TASK
Reproduce the records below word for word, leaving out the pictures.

SUPPLIED INFORMATION
** Start **
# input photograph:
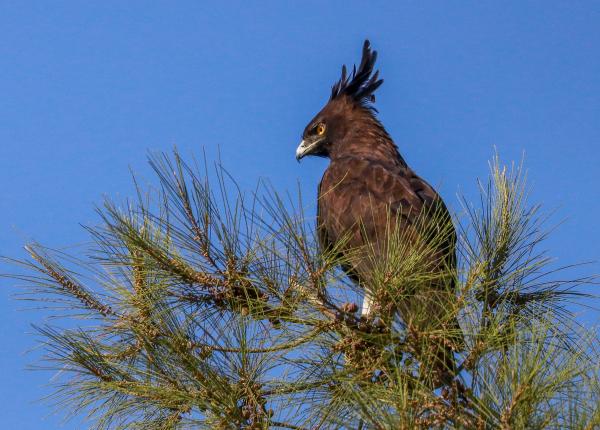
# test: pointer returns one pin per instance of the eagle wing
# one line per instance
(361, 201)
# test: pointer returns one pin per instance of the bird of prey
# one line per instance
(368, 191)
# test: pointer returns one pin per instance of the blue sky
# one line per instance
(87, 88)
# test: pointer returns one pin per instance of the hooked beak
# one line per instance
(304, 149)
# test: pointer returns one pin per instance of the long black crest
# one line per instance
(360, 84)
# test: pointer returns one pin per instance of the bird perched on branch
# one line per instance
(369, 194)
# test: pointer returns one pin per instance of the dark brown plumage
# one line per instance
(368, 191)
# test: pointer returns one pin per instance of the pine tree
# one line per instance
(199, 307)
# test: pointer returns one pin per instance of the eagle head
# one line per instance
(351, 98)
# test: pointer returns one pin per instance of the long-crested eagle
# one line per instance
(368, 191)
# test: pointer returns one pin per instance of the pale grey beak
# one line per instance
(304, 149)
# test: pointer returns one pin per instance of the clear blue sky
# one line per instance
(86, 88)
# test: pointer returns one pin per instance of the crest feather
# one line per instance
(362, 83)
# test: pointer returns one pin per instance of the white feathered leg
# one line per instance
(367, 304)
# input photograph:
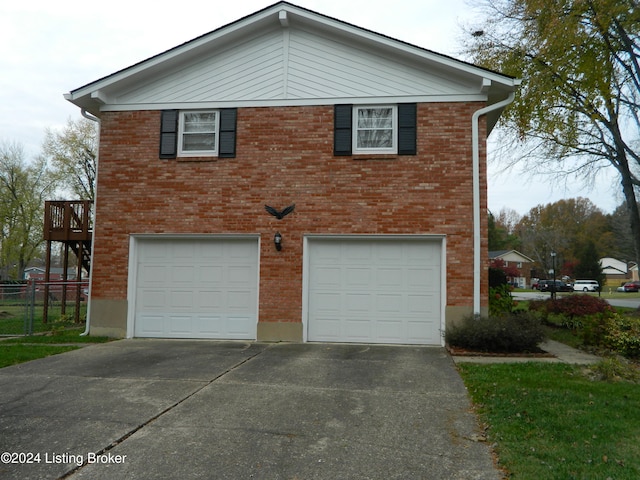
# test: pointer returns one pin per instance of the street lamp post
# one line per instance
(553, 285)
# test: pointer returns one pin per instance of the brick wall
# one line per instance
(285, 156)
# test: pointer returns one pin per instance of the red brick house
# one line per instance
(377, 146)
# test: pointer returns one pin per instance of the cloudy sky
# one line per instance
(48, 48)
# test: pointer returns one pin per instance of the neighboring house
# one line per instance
** End **
SOLUTION TO THIS EXERCISE
# input photograph:
# test: pointer returns one pin per instance of the eagle wing
# one line per instance
(361, 201)
# test: pointer returns one pin per instance of the bird of prey
# one line per instance
(368, 191)
# test: pointer returns one pin per instance of the blue sky
# one line per instance
(87, 88)
# test: pointer returns one pin per instance of the hooked beak
# one line per instance
(304, 149)
# test: pointer returns one pin per instance of the long black crest
# one line per instance
(360, 84)
# test: pointer returns one pin per instance of the bird perched on branch
# one line per instance
(369, 194)
# test: pointer returns one pin per instance of the dark brown plumage
# one line per instance
(368, 191)
# test: pointer returns one pin per instance of the pine tree
# one line per instance
(199, 307)
# test: pointer returns one pin per instance of the eagle head
# one line per instance
(351, 98)
# test: pointer returns one pin per instance of the long-crested eagle
# one line per instance
(368, 191)
# test: pointer returns one pin per instance of the pale grey beak
# one line per instance
(304, 149)
# test: pointer returns one pin per instance of the clear blue sky
# one line per instance
(86, 88)
# test: pointer returns one pin per instance of the crest feather
# one line per instance
(362, 83)
# test: pointer returns one pin per instance of the white feathered leg
# one line per instance
(367, 304)
# input photograph:
# test: pointer returns one pin per instance of the street lamp post
# one line per instance
(553, 285)
# test: pointer returns one pin per instance of the brick wall
# one line per instance
(285, 156)
# test: pointer returns one pin per instance of the red brick house
# one line per instance
(377, 146)
# test: pointer returns one pin per instance of the cloudy sky
# one line per instance
(48, 48)
# test: pointer returns one pin per instance of the neighboring house
# one line per instance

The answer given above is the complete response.